(Records excerpted from a collection)
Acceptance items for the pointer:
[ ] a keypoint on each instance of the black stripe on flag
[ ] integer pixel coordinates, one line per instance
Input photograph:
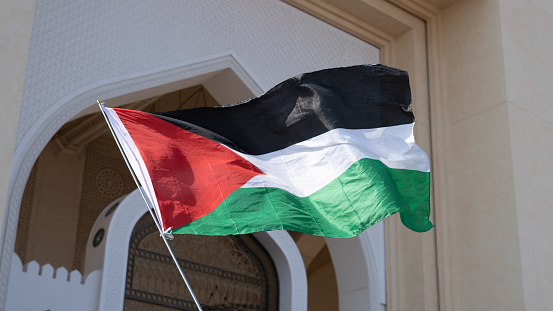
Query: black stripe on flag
(357, 97)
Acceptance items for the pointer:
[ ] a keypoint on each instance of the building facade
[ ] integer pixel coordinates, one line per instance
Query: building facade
(479, 78)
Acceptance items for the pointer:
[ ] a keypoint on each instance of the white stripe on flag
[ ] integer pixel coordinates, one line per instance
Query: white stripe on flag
(135, 160)
(306, 167)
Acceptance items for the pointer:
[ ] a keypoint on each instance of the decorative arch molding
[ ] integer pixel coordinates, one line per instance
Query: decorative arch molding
(360, 267)
(121, 89)
(279, 244)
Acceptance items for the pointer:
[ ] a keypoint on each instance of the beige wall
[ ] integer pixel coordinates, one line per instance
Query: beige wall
(16, 18)
(527, 29)
(496, 59)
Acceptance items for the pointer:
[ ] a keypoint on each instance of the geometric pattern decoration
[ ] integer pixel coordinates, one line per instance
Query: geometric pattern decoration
(225, 272)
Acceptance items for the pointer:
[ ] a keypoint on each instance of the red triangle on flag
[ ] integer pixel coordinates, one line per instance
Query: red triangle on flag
(191, 174)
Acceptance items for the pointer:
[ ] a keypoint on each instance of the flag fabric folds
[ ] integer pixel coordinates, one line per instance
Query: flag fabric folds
(326, 153)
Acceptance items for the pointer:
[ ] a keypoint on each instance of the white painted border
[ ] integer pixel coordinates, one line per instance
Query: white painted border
(157, 82)
(279, 244)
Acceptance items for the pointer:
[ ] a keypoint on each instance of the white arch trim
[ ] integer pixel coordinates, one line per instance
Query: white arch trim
(360, 267)
(279, 244)
(125, 88)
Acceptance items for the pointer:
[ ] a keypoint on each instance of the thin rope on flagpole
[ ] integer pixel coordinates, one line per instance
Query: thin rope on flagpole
(150, 209)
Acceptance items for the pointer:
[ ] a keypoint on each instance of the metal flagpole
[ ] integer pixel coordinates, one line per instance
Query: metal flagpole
(150, 208)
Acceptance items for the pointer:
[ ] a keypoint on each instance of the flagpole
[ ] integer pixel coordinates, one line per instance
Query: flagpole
(150, 209)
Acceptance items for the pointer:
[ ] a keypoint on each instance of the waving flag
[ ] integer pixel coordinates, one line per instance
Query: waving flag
(327, 153)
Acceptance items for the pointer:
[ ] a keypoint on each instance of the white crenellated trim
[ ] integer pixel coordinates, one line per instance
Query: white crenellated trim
(279, 244)
(121, 89)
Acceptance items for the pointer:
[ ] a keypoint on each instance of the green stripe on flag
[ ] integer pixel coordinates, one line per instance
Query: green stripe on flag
(363, 195)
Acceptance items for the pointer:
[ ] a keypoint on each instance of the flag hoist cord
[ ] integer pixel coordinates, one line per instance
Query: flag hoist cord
(150, 208)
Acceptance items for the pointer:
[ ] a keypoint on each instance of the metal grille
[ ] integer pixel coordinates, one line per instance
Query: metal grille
(225, 272)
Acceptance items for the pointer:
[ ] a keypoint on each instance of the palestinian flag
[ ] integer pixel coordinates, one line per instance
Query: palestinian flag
(327, 153)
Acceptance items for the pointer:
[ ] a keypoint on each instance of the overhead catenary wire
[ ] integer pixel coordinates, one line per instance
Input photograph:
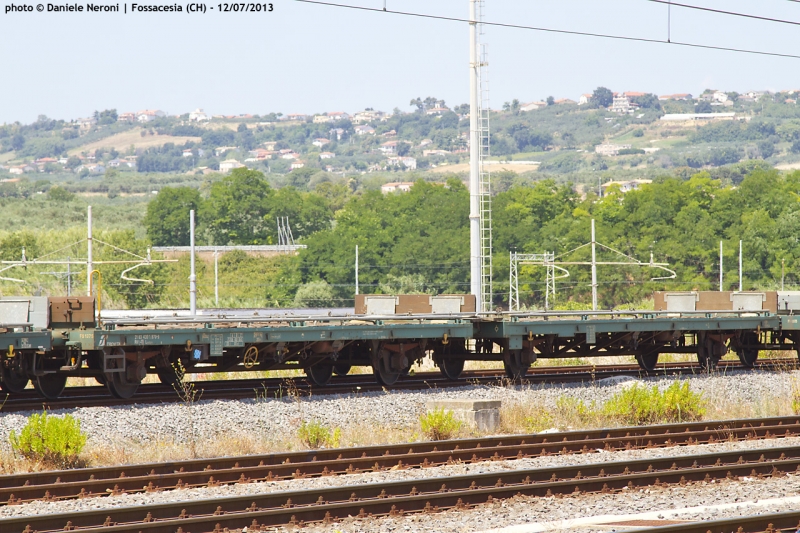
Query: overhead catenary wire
(724, 12)
(555, 30)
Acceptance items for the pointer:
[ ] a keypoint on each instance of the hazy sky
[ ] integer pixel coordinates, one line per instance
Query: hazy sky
(305, 58)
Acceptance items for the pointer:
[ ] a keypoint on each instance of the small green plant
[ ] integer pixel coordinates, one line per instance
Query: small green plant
(315, 434)
(53, 440)
(795, 397)
(538, 420)
(639, 404)
(440, 424)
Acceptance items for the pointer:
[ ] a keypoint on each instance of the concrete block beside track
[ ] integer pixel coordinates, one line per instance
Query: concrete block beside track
(483, 415)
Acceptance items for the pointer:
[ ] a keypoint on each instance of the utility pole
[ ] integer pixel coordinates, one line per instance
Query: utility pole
(192, 277)
(474, 159)
(741, 287)
(594, 270)
(356, 270)
(216, 279)
(89, 263)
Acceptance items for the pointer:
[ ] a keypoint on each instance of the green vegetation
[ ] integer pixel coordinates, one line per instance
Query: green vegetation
(315, 434)
(639, 404)
(440, 424)
(56, 441)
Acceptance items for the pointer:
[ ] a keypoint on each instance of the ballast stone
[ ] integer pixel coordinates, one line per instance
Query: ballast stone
(483, 415)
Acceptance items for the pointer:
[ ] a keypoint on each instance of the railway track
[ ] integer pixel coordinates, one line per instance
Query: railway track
(96, 482)
(94, 396)
(428, 495)
(769, 522)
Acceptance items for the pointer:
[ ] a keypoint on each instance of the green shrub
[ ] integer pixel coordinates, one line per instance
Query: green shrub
(50, 439)
(315, 434)
(440, 424)
(639, 404)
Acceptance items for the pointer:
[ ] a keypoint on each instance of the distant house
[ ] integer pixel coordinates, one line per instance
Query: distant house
(198, 115)
(86, 123)
(532, 106)
(397, 186)
(610, 149)
(625, 186)
(697, 117)
(678, 96)
(224, 149)
(389, 147)
(149, 115)
(436, 110)
(623, 102)
(229, 164)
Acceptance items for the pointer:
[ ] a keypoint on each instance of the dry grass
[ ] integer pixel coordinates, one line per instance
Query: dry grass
(122, 141)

Stated exercise |
Print the full listing exactly, dropping the pictures.

Solution to this exercise |
Acceptance items for the pointer:
[ ] a keypoint on each instance of the black stripe on flag
[ ] integer pixel coordinates, one line per instance
Input photograph:
Query: black stripe on flag
(357, 97)
Acceptance items for the pointer:
[ ] a keypoint on each instance of the building facade
[ ] integer pixel coordinates, one line per instance
Query: building facade
(479, 78)
Acceptance items for the pointer:
[ ] a keypoint on each instance of the white stripe on flag
[ ] integer pixel coordinates, one line per instance
Query: white stripe on flag
(135, 160)
(306, 167)
Acceptance items for the pointer:
[ ] a keypoint on each instance of the decorative arch molding
[ ] integer pixel coordinates, one line per instance
Query: decorative arch molding
(360, 267)
(121, 89)
(279, 244)
Acceptance items for the pointer:
[ ] a keypoint on each instance of the beige wall
[ ] integer pixel coordinates, one line per instance
Query: beige wall
(16, 18)
(527, 29)
(496, 59)
Acceptance items for the pointer:
[ ] a keypoint on each instance of the geometric pattern decoration
[ ] integer pixel coordinates, one line per instance
Query: geometric pattern decoration
(225, 272)
Acceptance items for the pointer:
[ ] a keypoint on each instance of the red triangle on flag
[ ] integer pixel coordinates, one line per instance
Query: red triangle on flag
(191, 174)
Acceptance items for the pointer:
[ ] a keypoint on each instance of the flag fabric folds
[ ] integer pixel coordinates, one line per instance
Query: flag fabric folds
(326, 153)
Acceptance items for the pointer:
[ ] a keypoint on each instance of the white painted border
[ ] integer pixel coordinates, one line per instance
Query: white painted border
(157, 82)
(279, 244)
Acceptance items for the pointer:
[ ] a keypoint on each instance of the white arch trim
[ ] integer pixel coordinates, one line per instance
Query: white arch trim
(360, 267)
(279, 244)
(125, 88)
Acceptance items for the pointer:
[ ] a keypoint on each instance of the thin rope on flagpole
[ ] integer pixel coordinates, one line per instance
Query: thin rope on flagpole
(150, 209)
Acceptance items for the pointer:
[ ] a keypoint on each instance of the metal flagpole
[ ] integer pixel coordinates, one line per instance
Query: metal flagpole
(150, 208)
Acceptance items for the pointer:
[ ] a keypoint on each instance of the flagpole
[ ] integer pixel coordinates, one line per instance
Query: flagpole
(150, 209)
Acceptance items for the pointer:
[ ] a keypoint on each instance of the waving flag
[ ] integer pixel coordinates, one line per instance
Query: waving flag
(327, 153)
Acceptance items for the pointer:
[ ] a keypoint on each instance of the white crenellated trim
[ ] integer pixel coordinates, one line per instance
Query: white crenellated trim
(279, 244)
(121, 89)
Acceptance items for the pointer:
[ ] a keypoint on each instance of the green stripe on flag
[ ] integer pixel coordinates, one line per instance
Query: green stripe on flag
(363, 195)
Acceptance items for the pointer:
[ ] a keypoint on each instance of the flag hoist cord
[ ] integer pixel coordinates, one line per instance
Query: flag hoist cord
(150, 208)
Acceptance items for the pointer:
[ ] a keypoint on each instance of the metal grille
[ ] integer pixel coordinates, one line per instance
Query: metal grille
(225, 272)
Acceptance items for the pointer:
[ ] a keypoint on each instance of the palestinian flag
[ ] integer pixel coordinates, one line per instance
Query: palestinian flag
(327, 153)
Acceptance items for the pointer:
[ ] a keypoint on each instance of the overhead catenary wire
[ ] integer pixel coordinates, one line per instance
Input photograph:
Query: overhead catenary wire
(724, 12)
(555, 30)
Acceptance items for the pointer:
[ ] a keypoint on each instance of the hazy sky
[ ] integer pixel coordinates, one line per instance
Query: hazy sky
(305, 58)
Acceptance items for the pointer:
[ ] a keypoint on each instance of the small green plant
[ ] integer pixel coordinates, one line per instance
Query: small green plant
(315, 434)
(53, 440)
(795, 397)
(538, 420)
(639, 404)
(440, 424)
Acceptance items for the pointer:
[ ] a keypoint on each instance of the concrete block beside track
[ ] integer pixel coordinates, one line per instance
Query: concrete block beside track
(483, 415)
Acceptance items for the pointer:
[ ] a keypoint on each instance of the utility pole
[ ] integer pixel coordinates, one line per instance
Query: utility pole
(192, 277)
(474, 159)
(741, 287)
(594, 270)
(356, 270)
(216, 279)
(89, 263)
Acceptance items for the pointer:
[ ] a keypoint on each instance of the green vegetation
[ ] integer pixel coordinates, one line per instance
Query: green vegetation
(315, 434)
(639, 404)
(440, 424)
(56, 441)
Acceptance items for the pointer:
[ ] a keypoint on each instance of the ballast stone
[ ] integer pixel coordinates, one line per instance
Query: ballast stone
(483, 415)
Acceptance items for the pointer:
[ ] a keypoint on each instance of the railway track
[ ] integer pixel coordinates, one line per instance
Query: railway track
(96, 482)
(94, 396)
(428, 495)
(769, 522)
Acceptance items for the pointer:
[ ] a keypoint on each instance of the green shrub
[ ] integer pixel coordinates, one line per instance
Query: green shrub
(50, 439)
(315, 434)
(440, 424)
(639, 404)
Acceptance items for the pointer:
[ ] a keypoint on each instance of the distant house
[ ] integer pixel coordinates, one line per instance
Query: distant house
(198, 115)
(86, 123)
(532, 106)
(397, 186)
(610, 149)
(625, 186)
(697, 117)
(678, 96)
(224, 149)
(389, 147)
(149, 115)
(436, 110)
(623, 102)
(229, 164)
Acceptance items for the pointer:
[ ] a keypoint on each instance of the dry grass
[ ] integer pixel coordinates, one line per instance
Query: dry grass
(122, 141)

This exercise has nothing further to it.